> _DATASET RECORDS_
+--

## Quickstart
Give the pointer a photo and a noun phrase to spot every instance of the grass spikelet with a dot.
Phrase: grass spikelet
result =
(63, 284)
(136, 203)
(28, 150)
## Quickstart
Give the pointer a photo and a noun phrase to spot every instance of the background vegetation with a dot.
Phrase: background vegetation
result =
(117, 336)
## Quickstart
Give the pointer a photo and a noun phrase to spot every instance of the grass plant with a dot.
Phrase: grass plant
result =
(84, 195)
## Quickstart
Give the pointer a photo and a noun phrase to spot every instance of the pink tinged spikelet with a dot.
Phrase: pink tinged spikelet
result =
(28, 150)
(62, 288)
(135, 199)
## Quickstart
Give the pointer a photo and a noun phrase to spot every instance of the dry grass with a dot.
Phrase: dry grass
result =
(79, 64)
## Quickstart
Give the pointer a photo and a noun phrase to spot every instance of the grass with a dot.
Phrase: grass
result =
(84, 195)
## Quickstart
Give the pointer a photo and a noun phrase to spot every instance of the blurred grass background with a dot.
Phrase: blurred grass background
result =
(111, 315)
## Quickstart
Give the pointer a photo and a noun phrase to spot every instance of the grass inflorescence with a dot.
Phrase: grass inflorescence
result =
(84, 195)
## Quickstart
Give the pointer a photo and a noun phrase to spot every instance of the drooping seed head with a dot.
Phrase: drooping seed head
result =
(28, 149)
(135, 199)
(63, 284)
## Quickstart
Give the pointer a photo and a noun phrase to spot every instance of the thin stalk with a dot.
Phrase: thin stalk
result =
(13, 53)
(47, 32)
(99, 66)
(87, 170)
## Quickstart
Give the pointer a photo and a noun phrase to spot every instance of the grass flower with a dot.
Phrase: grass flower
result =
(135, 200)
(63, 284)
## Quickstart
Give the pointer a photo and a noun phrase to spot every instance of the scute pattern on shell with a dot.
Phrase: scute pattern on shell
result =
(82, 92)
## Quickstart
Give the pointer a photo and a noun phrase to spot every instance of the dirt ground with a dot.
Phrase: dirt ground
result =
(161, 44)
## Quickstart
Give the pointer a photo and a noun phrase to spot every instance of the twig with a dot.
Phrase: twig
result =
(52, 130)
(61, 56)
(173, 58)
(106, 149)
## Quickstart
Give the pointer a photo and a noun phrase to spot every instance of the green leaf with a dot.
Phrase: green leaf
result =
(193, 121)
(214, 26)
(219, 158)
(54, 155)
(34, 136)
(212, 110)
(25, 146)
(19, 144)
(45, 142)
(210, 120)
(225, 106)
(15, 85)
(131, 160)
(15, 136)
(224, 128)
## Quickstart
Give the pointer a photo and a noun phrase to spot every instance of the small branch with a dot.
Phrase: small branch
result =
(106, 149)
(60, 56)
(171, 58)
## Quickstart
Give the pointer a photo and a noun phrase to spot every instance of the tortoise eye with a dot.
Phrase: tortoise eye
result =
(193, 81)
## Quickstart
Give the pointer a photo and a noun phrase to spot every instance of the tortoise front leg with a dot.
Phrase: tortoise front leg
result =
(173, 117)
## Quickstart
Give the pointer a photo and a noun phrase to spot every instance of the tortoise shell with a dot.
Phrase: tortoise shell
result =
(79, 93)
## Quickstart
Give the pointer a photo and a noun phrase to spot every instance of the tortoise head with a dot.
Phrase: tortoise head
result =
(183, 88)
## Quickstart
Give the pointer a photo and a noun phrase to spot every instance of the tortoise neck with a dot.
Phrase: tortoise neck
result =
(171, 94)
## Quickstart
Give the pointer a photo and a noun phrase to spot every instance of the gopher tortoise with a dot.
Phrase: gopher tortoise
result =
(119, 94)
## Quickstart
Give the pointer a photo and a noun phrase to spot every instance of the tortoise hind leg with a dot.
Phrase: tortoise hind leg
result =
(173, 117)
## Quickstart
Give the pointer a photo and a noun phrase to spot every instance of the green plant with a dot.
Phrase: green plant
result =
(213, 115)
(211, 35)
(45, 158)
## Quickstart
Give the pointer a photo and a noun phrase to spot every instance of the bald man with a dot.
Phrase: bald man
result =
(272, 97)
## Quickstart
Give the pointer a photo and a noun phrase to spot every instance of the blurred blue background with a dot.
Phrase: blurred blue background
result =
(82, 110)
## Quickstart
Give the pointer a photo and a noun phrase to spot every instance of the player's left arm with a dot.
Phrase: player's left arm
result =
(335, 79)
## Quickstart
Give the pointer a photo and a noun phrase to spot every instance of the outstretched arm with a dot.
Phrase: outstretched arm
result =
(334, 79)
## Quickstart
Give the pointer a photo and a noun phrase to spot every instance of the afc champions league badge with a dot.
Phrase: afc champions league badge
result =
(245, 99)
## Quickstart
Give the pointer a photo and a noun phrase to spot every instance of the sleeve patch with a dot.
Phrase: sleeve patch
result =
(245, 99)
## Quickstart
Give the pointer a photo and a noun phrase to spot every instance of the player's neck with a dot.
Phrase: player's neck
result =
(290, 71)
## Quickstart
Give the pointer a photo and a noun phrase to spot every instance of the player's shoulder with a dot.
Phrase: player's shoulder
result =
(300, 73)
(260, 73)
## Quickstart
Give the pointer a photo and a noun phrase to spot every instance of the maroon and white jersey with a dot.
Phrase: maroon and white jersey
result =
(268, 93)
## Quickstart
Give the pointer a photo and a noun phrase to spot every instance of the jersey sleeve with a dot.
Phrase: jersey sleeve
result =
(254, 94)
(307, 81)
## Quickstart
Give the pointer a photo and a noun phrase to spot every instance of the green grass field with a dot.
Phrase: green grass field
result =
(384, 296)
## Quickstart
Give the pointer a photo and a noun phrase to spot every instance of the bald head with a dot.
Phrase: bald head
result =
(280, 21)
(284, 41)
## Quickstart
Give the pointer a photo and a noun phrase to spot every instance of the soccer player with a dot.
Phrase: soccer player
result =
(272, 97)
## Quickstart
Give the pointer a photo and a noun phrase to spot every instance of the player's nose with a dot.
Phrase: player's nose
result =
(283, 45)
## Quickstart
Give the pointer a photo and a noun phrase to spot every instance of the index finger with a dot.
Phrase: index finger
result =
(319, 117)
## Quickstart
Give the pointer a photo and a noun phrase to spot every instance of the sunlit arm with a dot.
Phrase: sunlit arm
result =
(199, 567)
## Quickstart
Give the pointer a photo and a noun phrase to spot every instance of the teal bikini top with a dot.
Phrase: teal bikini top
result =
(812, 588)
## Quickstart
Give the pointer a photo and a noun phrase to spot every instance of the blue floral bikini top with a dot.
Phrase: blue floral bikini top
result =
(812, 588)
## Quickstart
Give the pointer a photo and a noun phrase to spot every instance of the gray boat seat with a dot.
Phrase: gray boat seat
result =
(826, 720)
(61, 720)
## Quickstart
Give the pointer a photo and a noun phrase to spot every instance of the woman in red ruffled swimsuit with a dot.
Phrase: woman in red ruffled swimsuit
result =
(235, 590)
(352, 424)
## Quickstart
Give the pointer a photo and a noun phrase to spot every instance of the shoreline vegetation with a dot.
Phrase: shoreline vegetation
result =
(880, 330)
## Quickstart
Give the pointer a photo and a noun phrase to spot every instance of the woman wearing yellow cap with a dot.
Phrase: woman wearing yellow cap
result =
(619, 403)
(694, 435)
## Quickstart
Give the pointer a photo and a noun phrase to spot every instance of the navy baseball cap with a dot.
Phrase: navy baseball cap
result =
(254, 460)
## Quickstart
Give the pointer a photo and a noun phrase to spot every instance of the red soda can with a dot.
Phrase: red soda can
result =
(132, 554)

+--

Write out the data again, exactly and in full.

> _YOUR RESPONSE_
## Quickstart
Give the pointer a photo and a noun phrase to spot every instance of the grass spikelet with a dot.
Phrase: grass spikelet
result =
(63, 284)
(136, 203)
(28, 150)
## Quickstart
Give the pointer a photo and a noun phrase to spot every instance of the background vegetation with a dot.
Phrase: background vegetation
result =
(117, 336)
## Quickstart
Give the pointer a photo and a noun phrase to spot every instance of the grass plant with a dot.
Phrase: grass plant
result =
(84, 195)
## Quickstart
Give the pointer a photo and a noun phrase to spot every instance of the pink tinged spikelet with a dot.
Phrase: pink tinged spikelet
result =
(28, 150)
(62, 288)
(135, 199)
## Quickstart
Give the pointer a photo and a noun phrase to spot every instance of the dry grass with a dot.
Phrase: dry grass
result =
(79, 64)
## Quickstart
Give the pointer a photo and a noun phrase to spot every instance of the grass with a dot.
Phrase: grass
result =
(84, 195)
## Quickstart
Give the pointer a photo and a noun phrase to spot every instance of the blurred grass background with a dot.
Phrase: blurred grass background
result =
(111, 315)
## Quickstart
Give the pointer a photo and a noun phrase to spot every instance of the grass inflorescence with a dot.
Phrase: grass inflorescence
result =
(84, 195)
## Quickstart
Give the pointer a photo and a noun phrase to spot every instance of the drooping seed head with a dot.
Phrase: drooping seed head
result =
(28, 149)
(135, 199)
(63, 284)
## Quickstart
Give the pointer a photo and a noun phrase to spot every instance of the thin stalk with a dot.
Phrase: thin stalk
result =
(13, 53)
(47, 32)
(99, 66)
(87, 170)
## Quickstart
Give the pointer a photo and a noun phrase to spot every instance of the grass flower with a dot.
Phrase: grass flower
result =
(135, 200)
(63, 284)
## Quickstart
Give the pointer a photo and a noun phrase to spot every instance of the scute pattern on shell with a dot.
Phrase: scute pattern on shell
result =
(82, 92)
## Quickstart
Give the pointer a photo and a noun phrase to spot every instance of the dirt ground with a dot.
Phrase: dirt ground
result =
(161, 44)
## Quickstart
Give the pointer a photo and a noun phrase to spot every instance of the twig with a dot.
Phrase: twig
result =
(52, 130)
(61, 56)
(173, 58)
(106, 149)
## Quickstart
Give the pointer a photo and a noun phrase to spot every instance of the green leaf with a dot.
Phrase: green leaf
result =
(193, 121)
(214, 26)
(219, 158)
(54, 155)
(34, 136)
(212, 110)
(25, 146)
(19, 144)
(45, 142)
(210, 120)
(225, 106)
(15, 85)
(131, 160)
(15, 136)
(224, 128)
## Quickstart
Give the pointer a photo and a noun phrase to spot every instance of the small branch with a dot.
Phrase: small branch
result =
(106, 149)
(60, 56)
(171, 58)
## Quickstart
Give the pointer a photo and a noun phrase to spot every instance of the tortoise eye with a dot.
Phrase: tortoise eye
result =
(193, 81)
## Quickstart
Give the pointer a photo and a noun phrase to spot every instance of the tortoise front leg with a dot.
Phrase: tortoise front leg
result =
(173, 117)
## Quickstart
Give the pointer a photo and a noun phrase to spot every instance of the tortoise shell with a dot.
Phrase: tortoise shell
result =
(79, 93)
## Quickstart
Give the pointer a photo and a noun phrase to spot every instance of the tortoise head with a dot.
Phrase: tortoise head
result =
(183, 88)
## Quickstart
Give the pointer a photo and a noun phrase to spot every instance of the tortoise neck with a dot.
Phrase: tortoise neck
result =
(171, 94)
## Quickstart
Give the pointer a photo and a noun phrase to spot every instance of the gopher tortoise with a dot.
Phrase: gopher tortoise
result =
(119, 94)
## Quickstart
Give the pointer a photo and a noun phrase to spot every instance of the tortoise hind leg with a dot.
Phrase: tortoise hind leg
result =
(173, 117)
## Quickstart
Give the pointer a photo and a noun phrase to spot every instance of the green plant with a dot.
Phrase: green plant
result =
(213, 115)
(211, 35)
(45, 158)
## Quickstart
Give the pointer a photo and a noun phrase to spot every instance of the bald man with a dot.
Phrase: bald man
result =
(272, 97)
## Quickstart
Give the pointer a photo and a noun phrase to spot every instance of the blurred blue background with a dot.
Phrase: blurred blue background
result =
(82, 110)
## Quickstart
Give the pointer a photo and a noun phrase to spot every instance of the player's left arm with a dot.
Phrase: player's left arm
result =
(335, 79)
## Quickstart
Give the pointer a photo and a noun phrase to spot every instance of the outstretched arm with a dot.
Phrase: outstretched arm
result =
(334, 79)
## Quickstart
Give the pointer a photo and a noun phrase to spot every instance of the afc champions league badge with a dot.
Phrase: afc champions league badge
result =
(245, 99)
## Quickstart
Give the pointer a photo and a noun phrase to spot every instance of the sleeve patch with a dot.
Phrase: sleeve patch
result =
(245, 99)
## Quickstart
Give the pointer a photo and a noun phrase to spot every instance of the player's neck with a dot.
Phrase: player's neck
result =
(290, 71)
## Quickstart
Give the pointer a photo and a noun phrase to spot every instance of the player's shoulder with a dot.
Phrase: player's shoulder
result =
(300, 73)
(260, 73)
## Quickstart
Give the pointer a photo and a noun phrase to spot every instance of the maroon and white jersey with a dot.
Phrase: maroon and white jersey
result =
(268, 93)
## Quickstart
Give the pointer a photo and a noun phrase to spot every instance of the jersey sleeve with a dot.
Phrase: jersey sleeve
result =
(254, 94)
(307, 81)
## Quickstart
Give the pointer a photo and a noun phrase to spot every instance of the green grass field with a dot.
Phrase: green grass field
result =
(384, 296)
## Quickstart
Give the pointer a photo and a noun phrase to spot every instance of the bald head with a dot.
Phrase: bald head
result =
(280, 21)
(284, 41)
## Quickstart
Give the pointer a photo and a noun phrase to spot every instance of the soccer player with a dot.
Phrase: soccer player
result =
(272, 97)
## Quickstart
Give the pointer a photo and a noun phrase to spot every instance of the player's nose with a dot.
Phrase: player's nose
result =
(283, 45)
## Quickstart
Give the pointer a photo and a noun phrase to spot every instance of the index finger with a dot.
Phrase: index finger
result =
(319, 117)
## Quickstart
Give the pointer a photo and a noun phrase to spot every instance of the sunlit arm with a dot.
Phrase: sunlit arm
result =
(199, 567)
## Quickstart
Give the pointer a photo and a noun phrase to spot every instance of the teal bikini top with a dot.
Phrase: teal bikini top
result =
(812, 588)
## Quickstart
Give the pointer a photo and a noun phrase to spot every instance of the blue floral bikini top with a dot.
Phrase: blue floral bikini top
result =
(812, 588)
## Quickstart
Give the pointer a photo and a noun phrase to spot every instance of the gray boat seat with a dot.
Phrase: gray boat seat
result =
(826, 720)
(61, 720)
## Quickstart
Give the pointer a photo and a noun phrase to spot every instance of the woman in red ruffled swimsuit with a dot.
Phrase: woman in red ruffled swimsuit
result =
(235, 590)
(352, 424)
## Quickstart
Give the pointer a photo and a noun phrase to spot every instance of the shoreline vegetation with a dot.
Phrase: shoreline vegetation
result =
(880, 330)
## Quickstart
Give the pointer a photo and a noun phrase to spot every instance of the woman wearing yellow cap with a dot.
Phrase: woman wearing yellow cap
result =
(619, 403)
(694, 435)
## Quickstart
Give the pointer a photo and a noun phrase to spot every instance of the navy baseball cap with a dot.
Phrase: navy baseball cap
result =
(254, 460)
## Quickstart
Give the pointer a photo and a noun phrase to spot every instance of the red soda can with a dot.
Phrase: red soda can
result =
(132, 554)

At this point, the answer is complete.